▶ _ACTION ITEM_
Write out each of the following items word for word.
[[ ENTRIES SHOWN open ]]
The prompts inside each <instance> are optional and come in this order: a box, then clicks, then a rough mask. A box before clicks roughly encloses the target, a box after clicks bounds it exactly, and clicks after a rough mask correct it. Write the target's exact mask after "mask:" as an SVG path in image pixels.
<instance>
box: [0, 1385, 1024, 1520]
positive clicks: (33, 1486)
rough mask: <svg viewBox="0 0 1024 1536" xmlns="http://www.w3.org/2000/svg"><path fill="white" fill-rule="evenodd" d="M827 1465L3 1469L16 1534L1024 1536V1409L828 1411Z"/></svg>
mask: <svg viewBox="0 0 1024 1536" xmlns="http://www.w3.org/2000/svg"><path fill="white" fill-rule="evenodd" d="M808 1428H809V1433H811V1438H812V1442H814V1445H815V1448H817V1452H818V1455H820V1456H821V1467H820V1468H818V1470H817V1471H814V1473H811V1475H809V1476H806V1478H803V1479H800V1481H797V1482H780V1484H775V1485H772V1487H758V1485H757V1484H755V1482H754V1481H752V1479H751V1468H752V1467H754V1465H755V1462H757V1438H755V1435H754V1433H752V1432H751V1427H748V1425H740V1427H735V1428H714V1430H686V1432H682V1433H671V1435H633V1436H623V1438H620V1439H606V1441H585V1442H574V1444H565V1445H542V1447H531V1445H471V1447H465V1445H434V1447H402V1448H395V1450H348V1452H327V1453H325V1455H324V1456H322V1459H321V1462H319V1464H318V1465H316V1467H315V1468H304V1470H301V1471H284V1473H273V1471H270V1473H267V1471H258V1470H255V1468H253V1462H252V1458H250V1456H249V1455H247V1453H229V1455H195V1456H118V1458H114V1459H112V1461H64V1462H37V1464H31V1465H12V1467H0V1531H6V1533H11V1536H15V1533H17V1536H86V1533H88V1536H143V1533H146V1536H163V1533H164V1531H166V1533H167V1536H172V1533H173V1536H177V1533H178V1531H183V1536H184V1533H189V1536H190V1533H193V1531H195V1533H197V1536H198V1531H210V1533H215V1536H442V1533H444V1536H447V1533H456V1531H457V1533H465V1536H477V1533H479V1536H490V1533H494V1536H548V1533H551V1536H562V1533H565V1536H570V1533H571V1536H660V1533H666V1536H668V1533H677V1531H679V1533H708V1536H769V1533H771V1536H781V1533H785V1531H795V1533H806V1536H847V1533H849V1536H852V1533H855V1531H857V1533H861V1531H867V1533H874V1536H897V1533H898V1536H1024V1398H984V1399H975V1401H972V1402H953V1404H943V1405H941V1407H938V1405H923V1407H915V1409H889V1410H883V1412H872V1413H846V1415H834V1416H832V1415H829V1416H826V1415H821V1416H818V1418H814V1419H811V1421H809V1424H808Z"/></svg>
[[ ENTRIES SHOWN closed ]]
▶ _ANSWER SECTION_
The prompts inside each <instance> are optional and come in this order: a box, then clicks, then a rough mask. A box before clicks roughly encloses the target, a box after clicks bounds it exactly, and clicks after a rough mask correct it. Write the target's exact mask after "mask:" as an SVG path in image pixels.
<instance>
box: [0, 1385, 1024, 1520]
positive clicks: (33, 1486)
rough mask: <svg viewBox="0 0 1024 1536" xmlns="http://www.w3.org/2000/svg"><path fill="white" fill-rule="evenodd" d="M827 1465L3 1469L16 1534L1024 1536V1409L828 1411Z"/></svg>
mask: <svg viewBox="0 0 1024 1536" xmlns="http://www.w3.org/2000/svg"><path fill="white" fill-rule="evenodd" d="M808 1428H809V1433H811V1438H812V1442H814V1445H815V1448H817V1452H818V1455H820V1456H821V1467H820V1468H818V1470H817V1471H814V1473H811V1475H809V1476H806V1478H803V1479H800V1481H797V1482H780V1484H775V1485H772V1487H758V1485H757V1484H755V1482H754V1481H752V1479H751V1468H752V1467H754V1465H755V1462H757V1438H755V1435H754V1433H752V1432H751V1427H748V1425H740V1427H735V1428H714V1430H686V1432H682V1433H671V1435H633V1436H623V1438H620V1439H606V1441H585V1442H574V1444H565V1445H542V1447H531V1445H471V1447H465V1445H434V1447H402V1448H395V1450H348V1452H327V1453H325V1455H324V1456H322V1459H321V1462H319V1464H318V1465H316V1467H315V1468H304V1470H301V1471H284V1473H273V1471H270V1473H267V1471H258V1470H255V1468H253V1462H252V1458H250V1456H249V1455H247V1453H229V1455H195V1456H118V1458H114V1459H112V1461H64V1462H37V1464H31V1465H12V1467H0V1531H6V1533H11V1536H15V1533H17V1536H86V1533H88V1536H143V1533H146V1536H163V1533H164V1531H166V1533H167V1536H172V1533H173V1536H177V1533H178V1531H183V1536H184V1533H189V1536H190V1533H193V1531H195V1533H197V1536H198V1531H210V1533H215V1536H442V1533H444V1536H447V1533H456V1531H457V1533H465V1536H477V1533H479V1536H490V1533H494V1536H548V1533H551V1536H562V1533H565V1536H570V1533H571V1536H660V1533H666V1536H668V1533H677V1531H679V1533H708V1536H769V1533H771V1536H781V1533H785V1531H795V1533H806V1536H847V1533H849V1536H852V1533H855V1531H857V1533H861V1531H867V1533H874V1536H897V1533H898V1536H1024V1398H984V1399H975V1401H972V1402H953V1404H943V1405H941V1407H938V1405H923V1407H915V1409H889V1410H883V1412H872V1413H846V1415H834V1416H832V1415H829V1416H826V1415H821V1416H818V1418H814V1419H811V1421H809V1424H808Z"/></svg>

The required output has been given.